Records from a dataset
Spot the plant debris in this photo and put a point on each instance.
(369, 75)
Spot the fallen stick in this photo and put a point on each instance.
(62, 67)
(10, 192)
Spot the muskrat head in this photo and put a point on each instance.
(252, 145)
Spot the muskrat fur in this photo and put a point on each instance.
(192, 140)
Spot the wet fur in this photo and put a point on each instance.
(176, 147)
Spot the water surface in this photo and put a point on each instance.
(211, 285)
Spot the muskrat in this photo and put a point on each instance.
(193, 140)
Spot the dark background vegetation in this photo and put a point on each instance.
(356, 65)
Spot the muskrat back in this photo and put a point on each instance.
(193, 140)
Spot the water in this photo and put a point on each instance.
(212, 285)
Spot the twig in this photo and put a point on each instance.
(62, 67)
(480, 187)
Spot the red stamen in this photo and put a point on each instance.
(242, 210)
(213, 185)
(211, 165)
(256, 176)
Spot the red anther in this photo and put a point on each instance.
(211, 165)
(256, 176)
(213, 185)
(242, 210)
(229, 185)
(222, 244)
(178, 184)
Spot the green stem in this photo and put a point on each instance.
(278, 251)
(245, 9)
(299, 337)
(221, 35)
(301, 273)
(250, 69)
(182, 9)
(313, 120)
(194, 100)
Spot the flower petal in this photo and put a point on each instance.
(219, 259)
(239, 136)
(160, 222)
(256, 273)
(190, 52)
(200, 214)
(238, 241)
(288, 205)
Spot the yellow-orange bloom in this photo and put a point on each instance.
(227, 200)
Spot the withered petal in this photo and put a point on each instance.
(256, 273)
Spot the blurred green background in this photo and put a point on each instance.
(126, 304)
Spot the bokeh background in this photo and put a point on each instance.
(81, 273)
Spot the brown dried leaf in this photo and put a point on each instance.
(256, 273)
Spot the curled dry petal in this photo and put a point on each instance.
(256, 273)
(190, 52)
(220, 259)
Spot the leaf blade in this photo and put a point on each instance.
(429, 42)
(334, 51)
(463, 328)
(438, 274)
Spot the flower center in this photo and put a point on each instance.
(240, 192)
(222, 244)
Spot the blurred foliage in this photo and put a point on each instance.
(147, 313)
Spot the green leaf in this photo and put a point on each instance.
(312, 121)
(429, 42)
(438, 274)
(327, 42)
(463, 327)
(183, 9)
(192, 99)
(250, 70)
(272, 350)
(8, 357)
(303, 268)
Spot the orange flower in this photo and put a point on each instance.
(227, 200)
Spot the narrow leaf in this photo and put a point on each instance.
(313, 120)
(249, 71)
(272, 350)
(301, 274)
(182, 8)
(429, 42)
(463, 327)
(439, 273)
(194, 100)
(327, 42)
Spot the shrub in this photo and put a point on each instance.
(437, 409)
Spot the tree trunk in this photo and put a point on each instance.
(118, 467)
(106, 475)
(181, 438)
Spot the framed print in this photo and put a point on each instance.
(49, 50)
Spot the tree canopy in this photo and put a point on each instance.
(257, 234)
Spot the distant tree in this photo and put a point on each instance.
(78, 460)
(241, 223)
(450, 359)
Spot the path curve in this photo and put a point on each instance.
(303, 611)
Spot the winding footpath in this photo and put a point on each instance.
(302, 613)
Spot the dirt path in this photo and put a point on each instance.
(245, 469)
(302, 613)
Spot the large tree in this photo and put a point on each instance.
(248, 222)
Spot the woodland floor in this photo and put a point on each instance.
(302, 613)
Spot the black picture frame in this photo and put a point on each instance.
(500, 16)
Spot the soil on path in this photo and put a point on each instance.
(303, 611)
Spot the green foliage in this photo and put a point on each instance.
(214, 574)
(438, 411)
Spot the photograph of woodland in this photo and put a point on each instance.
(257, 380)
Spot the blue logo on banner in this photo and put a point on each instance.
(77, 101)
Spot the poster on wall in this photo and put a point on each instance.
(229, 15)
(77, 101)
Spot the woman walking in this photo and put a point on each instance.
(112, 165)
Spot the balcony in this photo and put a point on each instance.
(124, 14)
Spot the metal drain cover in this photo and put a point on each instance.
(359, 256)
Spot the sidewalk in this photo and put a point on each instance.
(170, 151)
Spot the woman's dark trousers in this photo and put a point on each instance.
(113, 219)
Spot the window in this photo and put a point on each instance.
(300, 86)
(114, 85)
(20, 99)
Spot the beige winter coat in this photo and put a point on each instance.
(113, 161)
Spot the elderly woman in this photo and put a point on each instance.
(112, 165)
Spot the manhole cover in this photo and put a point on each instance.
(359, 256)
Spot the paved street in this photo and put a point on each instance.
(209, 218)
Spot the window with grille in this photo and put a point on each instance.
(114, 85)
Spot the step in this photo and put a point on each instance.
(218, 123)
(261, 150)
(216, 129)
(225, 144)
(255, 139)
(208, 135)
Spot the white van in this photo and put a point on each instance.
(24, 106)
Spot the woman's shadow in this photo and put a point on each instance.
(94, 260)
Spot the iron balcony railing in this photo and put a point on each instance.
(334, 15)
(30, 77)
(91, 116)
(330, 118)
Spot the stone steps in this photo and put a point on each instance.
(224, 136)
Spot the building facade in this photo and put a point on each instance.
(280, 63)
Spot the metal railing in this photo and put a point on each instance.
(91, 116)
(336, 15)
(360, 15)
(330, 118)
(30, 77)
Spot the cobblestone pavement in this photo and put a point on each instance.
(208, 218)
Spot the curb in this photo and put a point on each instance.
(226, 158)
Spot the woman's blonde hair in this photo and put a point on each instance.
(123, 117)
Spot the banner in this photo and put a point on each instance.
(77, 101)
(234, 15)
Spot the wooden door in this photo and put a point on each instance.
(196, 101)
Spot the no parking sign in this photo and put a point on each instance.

■ **Assignment**
Copy all the records above precisely.

■ **Result for this task**
Spot the plant debris in this photo and put a point on each instance.
(369, 75)
Spot the fallen stick in this photo and put a point on each instance.
(62, 67)
(10, 192)
Spot the muskrat head in this photo and put a point on each instance.
(252, 145)
Spot the muskrat fur in this photo and put a point on each instance.
(192, 140)
Spot the wet fur in this photo and put a point on each instance.
(176, 147)
Spot the water surface in this photo and put a point on each instance.
(211, 285)
Spot the muskrat in this photo and put a point on each instance.
(193, 140)
Spot the dark background vegetation in this photo and put a point on each instance.
(356, 65)
Spot the muskrat back in this photo and put a point on each instance.
(193, 140)
Spot the water in this photo and put a point on each instance.
(212, 285)
Spot the twig in this photo and put a point on each instance.
(62, 67)
(480, 187)
Spot the red stamen in this photo and put a point on each instance.
(242, 210)
(213, 185)
(211, 165)
(256, 176)
Spot the red anther in this photo and put a point on each instance.
(211, 165)
(256, 176)
(213, 185)
(242, 210)
(229, 185)
(222, 244)
(178, 184)
Spot the green stem in this photo and put a point on each instance.
(278, 251)
(245, 9)
(299, 337)
(221, 35)
(301, 273)
(250, 69)
(182, 9)
(313, 120)
(194, 100)
Spot the flower petal in this photo and put a point on each instance.
(219, 259)
(239, 136)
(160, 222)
(256, 273)
(190, 52)
(200, 214)
(238, 241)
(288, 205)
Spot the yellow-orange bloom in this photo and put a point on each instance.
(227, 200)
Spot the withered petal in this photo and put a point on each instance.
(256, 273)
Spot the blurred green background in this photo and put a point on each instance.
(126, 304)
Spot the bokeh background in this photo and put a point on each instance.
(81, 273)
Spot the brown dried leaf in this photo and put a point on each instance.
(256, 273)
Spot the curled dry petal in this photo and put a point on each instance.
(256, 273)
(190, 52)
(220, 259)
Spot the leaf blade in this photo and put a point on each instance.
(429, 42)
(334, 51)
(463, 328)
(438, 274)
Spot the flower center in this photo and put a point on each instance.
(240, 192)
(222, 244)
Spot the blurred foliage in this photo and put a point on each instance.
(147, 313)
Spot the green leaf in this photo and put a point on each instance.
(312, 121)
(429, 42)
(438, 274)
(327, 42)
(463, 327)
(183, 9)
(192, 99)
(250, 70)
(272, 350)
(8, 357)
(303, 268)
Spot the orange flower in this photo and put a point on each instance.
(227, 200)
Spot the narrow leaf in this photo and put a point on each instance.
(313, 120)
(249, 71)
(272, 350)
(301, 274)
(182, 8)
(429, 42)
(463, 327)
(439, 273)
(194, 100)
(327, 42)
Spot the shrub in this photo and put a point on each instance.
(437, 409)
Spot the tree trunk in this photo and put a point on each instance.
(118, 467)
(106, 475)
(181, 438)
Spot the framed print in this photo and put a point on each instance.
(49, 50)
Spot the tree canopy in this photo and put a point on each instance.
(257, 234)
Spot the distant tree in this photo and put a point on each instance.
(78, 460)
(241, 223)
(450, 359)
Spot the path curve in this photo and put a point on each instance.
(303, 611)
Spot the winding footpath in this photo and put a point on each instance.
(302, 613)
Spot the dirt path in this photo and put a point on each instance.
(245, 469)
(302, 613)
Spot the large tree in this photo and put a point on each instance.
(248, 222)
Spot the woodland floor in this photo and put a point on each instance.
(302, 613)
Spot the black picture frame in this photo and put a point on each instance.
(500, 16)
Spot the soil on path in this photo and put a point on each instance.
(303, 611)
Spot the green foliage in this photo and put a point on each instance.
(214, 574)
(438, 411)
Spot the photograph of woodland in this photo and put a point on each instance.
(257, 380)
Spot the blue logo on banner in this photo and put a point on each instance.
(77, 101)
Spot the poster on wall in this photo and put a point on each instance.
(229, 15)
(77, 101)
Spot the woman walking in this photo and put a point on each instance.
(112, 165)
Spot the balcony in this photo and put a point on each instance.
(124, 14)
Spot the metal drain cover in this photo and put a point on each instance.
(359, 256)
Spot the sidewalk in this photo and put a point on each instance.
(170, 151)
Spot the woman's dark trousers in this photo and put a point on each instance.
(113, 219)
Spot the window in this photo and put a point on each instance.
(300, 86)
(114, 85)
(20, 99)
Spot the beige winter coat in this photo and put a point on each instance.
(113, 161)
Spot the elderly woman in this photo and put a point on each instance.
(112, 165)
Spot the manhole cover in this photo and put a point on each instance.
(359, 256)
Spot the paved street in this photo and put a point on each instance.
(209, 218)
Spot the window with grille in this photo and put a point on each instance.
(114, 85)
Spot the step in this photo and put a point on each instance.
(218, 123)
(261, 150)
(216, 129)
(225, 144)
(255, 139)
(208, 135)
Spot the white van in this photo and put a point on each instance.
(24, 106)
Spot the woman's shadow in this photo and put a point on each instance.
(94, 260)
Spot the iron balcony railing in this photo and put a point on each instance.
(334, 15)
(30, 77)
(91, 116)
(330, 118)
Spot the stone steps in this photo and put a point on each instance.
(224, 136)
Spot the building facade in this photo and put a point on each instance.
(280, 63)
Spot the metal railing in this photo and put a point on each instance.
(91, 116)
(336, 15)
(360, 15)
(330, 118)
(30, 77)
Spot the cobblestone pavement in this photo and put a point on each instance.
(208, 218)
Spot the curb in this photo and put a point on each instance.
(226, 158)
Spot the woman's blonde hair in this photo and put a point on each instance.
(123, 117)
Spot the banner in this photo and put a point on each instance.
(77, 101)
(234, 15)
Spot the wooden door in this photo and put a point on each instance.
(196, 101)
Spot the no parking sign in this photo and put a point on each instance.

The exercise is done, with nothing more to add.